*EXTRACT TO READ*:
--------
= Apichat Pakwan =

Dutch-Thai band

Apichat Pakwan is a Dutch-Thai band based in Amsterdam. Their music is a mix of mor lam, electronic music, dub and hiphop. They perform with their own compositions, as well as with new interpretations of classic Thai and Lao folkmusic repertory.

The music collective was founded in 2015 by Dutch musician, Olivier Schreuder (electronics, compositions, traditional Thai instruments) and Thai musician, Angkanang Pimwankum (percussion). They compose and perform with an alternating group of musicians from the Northeast region of Thailand, also known as Isan.

The group was called "most innovative molam hybrid" by The Bangkok Post.

== Biography ==
The group was formed in 2015, in Khon Kaen, Isan, Thailand. At that time, Dutch musician. Olivier Schreuder was studying Isan folkmusic and the kaen (Lao mouthorgan) at Khon Kaen University with Thai musician, Pongsapon ‘On’ Upani, who introduced him to Angkanang Pimwankum. Together with phin player, Arthit Krajangsree, they record their first EP called Angkanang in 2016, which was released with the Dutch-Thai label Animist Records. Four tracks of the EP are also released on two vinyl singles.

The group debuted live on the Khon Kaen Filmfestival in 2017, followed by shows in local Thai folkmusic clubs like Kittasin, and Siam Paragon Songkran Wonderland Festival 2017 in Bangkok. The group also toured for the first time in The Netherlands, with shows on the Thailand Grand Festival in The Hague and Blierock in Venlo.

In 2018, Thai singer, Wimonmat ‘Wiw’ Kangjantha, joined the group, shifting the focus from instrumental music to more songs, sung in the Isan language. With Kangjantha, they recorded their third single Leh Dub, which was chosen as one of the best singles of 2018 by The Bangkok Post. They toured in Singapore, Thailand and Laos, with highlights performing on the Jim Thompson Molam Bus stage of the Jai Thep Festival in Chiang Mai, and a live performance on Thai national TV-station Workpoint.
--------
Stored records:
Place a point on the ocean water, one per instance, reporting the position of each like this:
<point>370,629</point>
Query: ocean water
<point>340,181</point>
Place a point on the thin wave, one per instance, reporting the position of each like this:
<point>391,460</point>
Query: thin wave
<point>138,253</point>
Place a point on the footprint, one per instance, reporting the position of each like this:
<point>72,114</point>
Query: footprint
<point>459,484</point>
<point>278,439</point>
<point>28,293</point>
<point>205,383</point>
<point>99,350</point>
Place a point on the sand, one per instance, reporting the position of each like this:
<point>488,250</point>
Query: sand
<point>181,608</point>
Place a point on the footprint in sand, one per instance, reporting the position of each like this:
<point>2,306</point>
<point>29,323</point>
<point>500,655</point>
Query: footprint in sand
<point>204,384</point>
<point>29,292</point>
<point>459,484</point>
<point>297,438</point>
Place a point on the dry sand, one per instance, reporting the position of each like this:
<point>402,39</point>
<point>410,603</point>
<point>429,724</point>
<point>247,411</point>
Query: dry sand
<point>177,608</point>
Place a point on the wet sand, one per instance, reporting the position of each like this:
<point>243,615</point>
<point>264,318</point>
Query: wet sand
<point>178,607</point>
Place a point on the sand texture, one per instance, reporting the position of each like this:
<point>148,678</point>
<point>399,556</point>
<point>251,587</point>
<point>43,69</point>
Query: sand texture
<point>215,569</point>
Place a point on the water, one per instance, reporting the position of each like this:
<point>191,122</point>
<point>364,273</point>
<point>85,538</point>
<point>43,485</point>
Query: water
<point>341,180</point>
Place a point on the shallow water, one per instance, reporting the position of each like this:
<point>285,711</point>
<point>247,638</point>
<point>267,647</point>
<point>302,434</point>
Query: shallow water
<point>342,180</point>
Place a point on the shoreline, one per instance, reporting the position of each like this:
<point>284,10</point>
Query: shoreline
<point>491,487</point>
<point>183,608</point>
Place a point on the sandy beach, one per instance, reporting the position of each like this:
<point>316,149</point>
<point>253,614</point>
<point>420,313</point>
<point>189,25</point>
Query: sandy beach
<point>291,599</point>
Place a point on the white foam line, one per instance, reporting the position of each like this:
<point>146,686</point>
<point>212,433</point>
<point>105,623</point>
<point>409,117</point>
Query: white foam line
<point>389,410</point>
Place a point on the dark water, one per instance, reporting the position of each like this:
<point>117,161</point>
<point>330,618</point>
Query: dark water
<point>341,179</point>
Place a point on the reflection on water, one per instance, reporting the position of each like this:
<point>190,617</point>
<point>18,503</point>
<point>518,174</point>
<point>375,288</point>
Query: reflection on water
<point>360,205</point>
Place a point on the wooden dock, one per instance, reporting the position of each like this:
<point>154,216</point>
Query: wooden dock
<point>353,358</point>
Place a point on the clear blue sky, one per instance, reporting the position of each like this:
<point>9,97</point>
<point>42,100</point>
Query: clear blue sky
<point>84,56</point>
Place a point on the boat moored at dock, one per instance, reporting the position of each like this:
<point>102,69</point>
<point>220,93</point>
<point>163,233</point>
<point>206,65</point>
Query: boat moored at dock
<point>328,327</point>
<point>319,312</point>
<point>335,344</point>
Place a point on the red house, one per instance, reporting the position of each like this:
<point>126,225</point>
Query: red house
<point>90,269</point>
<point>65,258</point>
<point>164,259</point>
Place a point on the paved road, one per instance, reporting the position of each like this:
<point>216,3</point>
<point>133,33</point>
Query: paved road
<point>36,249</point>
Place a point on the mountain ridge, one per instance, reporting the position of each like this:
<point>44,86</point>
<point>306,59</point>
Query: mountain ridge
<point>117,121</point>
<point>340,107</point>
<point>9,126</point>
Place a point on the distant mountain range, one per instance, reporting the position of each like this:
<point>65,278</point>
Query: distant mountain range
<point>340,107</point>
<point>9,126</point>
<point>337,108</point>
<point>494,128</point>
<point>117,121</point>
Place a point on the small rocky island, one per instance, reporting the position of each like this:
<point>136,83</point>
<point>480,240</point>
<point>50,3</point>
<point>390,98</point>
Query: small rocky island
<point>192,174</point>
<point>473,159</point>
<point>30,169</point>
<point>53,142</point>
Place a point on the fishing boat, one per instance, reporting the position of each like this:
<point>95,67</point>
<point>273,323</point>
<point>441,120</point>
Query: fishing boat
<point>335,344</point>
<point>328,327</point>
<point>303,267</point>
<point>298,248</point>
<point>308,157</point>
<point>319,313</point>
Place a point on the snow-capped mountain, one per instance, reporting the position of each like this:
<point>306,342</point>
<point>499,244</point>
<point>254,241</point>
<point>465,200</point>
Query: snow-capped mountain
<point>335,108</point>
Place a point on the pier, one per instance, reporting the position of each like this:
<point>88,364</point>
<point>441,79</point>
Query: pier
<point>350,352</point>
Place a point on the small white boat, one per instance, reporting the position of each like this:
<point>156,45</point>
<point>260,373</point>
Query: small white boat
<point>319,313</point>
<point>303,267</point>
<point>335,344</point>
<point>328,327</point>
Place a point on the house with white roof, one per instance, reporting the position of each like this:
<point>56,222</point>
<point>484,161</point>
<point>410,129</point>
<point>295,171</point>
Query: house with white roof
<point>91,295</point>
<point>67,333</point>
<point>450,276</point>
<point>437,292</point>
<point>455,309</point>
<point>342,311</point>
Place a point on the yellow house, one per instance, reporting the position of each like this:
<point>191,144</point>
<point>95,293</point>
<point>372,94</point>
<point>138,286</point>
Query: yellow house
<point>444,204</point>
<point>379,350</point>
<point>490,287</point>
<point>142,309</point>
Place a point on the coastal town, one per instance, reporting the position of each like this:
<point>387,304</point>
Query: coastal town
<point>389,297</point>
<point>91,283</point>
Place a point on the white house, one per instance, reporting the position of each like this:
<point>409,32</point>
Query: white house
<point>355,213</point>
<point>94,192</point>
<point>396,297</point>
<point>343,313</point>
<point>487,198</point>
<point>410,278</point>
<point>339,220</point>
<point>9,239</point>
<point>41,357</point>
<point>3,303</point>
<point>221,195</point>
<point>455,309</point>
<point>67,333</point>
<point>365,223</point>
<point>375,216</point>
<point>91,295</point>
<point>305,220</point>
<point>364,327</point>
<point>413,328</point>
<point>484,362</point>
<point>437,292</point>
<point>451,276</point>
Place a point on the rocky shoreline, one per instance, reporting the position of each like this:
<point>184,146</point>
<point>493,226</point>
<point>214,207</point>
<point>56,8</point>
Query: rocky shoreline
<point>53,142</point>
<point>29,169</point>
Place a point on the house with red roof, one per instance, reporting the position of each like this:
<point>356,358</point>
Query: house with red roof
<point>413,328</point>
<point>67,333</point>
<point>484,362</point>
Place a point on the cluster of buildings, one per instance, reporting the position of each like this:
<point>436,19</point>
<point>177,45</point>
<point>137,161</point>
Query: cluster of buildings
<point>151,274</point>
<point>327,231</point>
--------
*REQUESTS*:
a) Reproduce the passage of the Apichat Pakwan article starting with "The group was called" and going on through "two vinyl singles.".
b) According to the Apichat Pakwan article, which label released the band's first EP, Angkanang?
c) Continue the Apichat Pakwan article past its final sentence.

*ANSWERS TO EACH TASK*:
a)
The group was called "most innovative molam hybrid" by The Bangkok Post.

== Biography ==
The group was formed in 2015, in Khon Kaen, Isan, Thailand. At that time, Dutch musician. Olivier Schreuder was studying Isan folkmusic and the kaen (Lao mouthorgan) at Khon Kaen University with Thai musician, Pongsapon ‘On’ Upani, who introduced him to Angkanang Pimwankum. Together with phin player, Arthit Krajangsree, they record their first EP called Angkanang in 2016, which was released with the Dutch-Thai label Animist Records. Four tracks of the EP are also released on two vinyl singles.

b) The Dutch-Thai label Animist Records.

c)
In 2019, they brought more concerts in Thailand, followed by a tour in Europe, including shows on Fusion Festival (Germany), World Experience Festival (Romania), Na Fir Bolg (Belgium), Amsterdam Roots, and the Houtfestival (both in The Netherlands). Together with Thai singer, Anusara ‘Bee’ Deechaichana, they composed several new songs in 2019. In October 2019, they released their first full album on Animist Records called Esantronics. The album was chosen as Best Asian Album of 2019 by World Music Central, and was described as "a superb album where fascinating, innovative Thai roots music meets masterfully-crafted electronica". It received a 4-star-review by the UK's Songlines Magazine. The Bangkok Post called the album "terrific" and "one of those East-meets-West experiments that works very well".

Angkanang Pimwankum and Olivier Schreuder also DJ as Apichat Pakwan, with performances at the Dutch Design Week in Eindhoven, Houtfestival in Haarlem, Ton Tann Reggae Festival, In The Garden Festival in Khon Kaen, and nightclub NOMA (Now Our Mother's Angry) in Bangkok.

== Discography ==
- Angkanang (2016)
- E-Ong Muan Sun (2017)
- Angkanang EP (2017)
- Leh Dub (2018)
- Esantronics (2019)
- Nam Ton Tad EP (2021)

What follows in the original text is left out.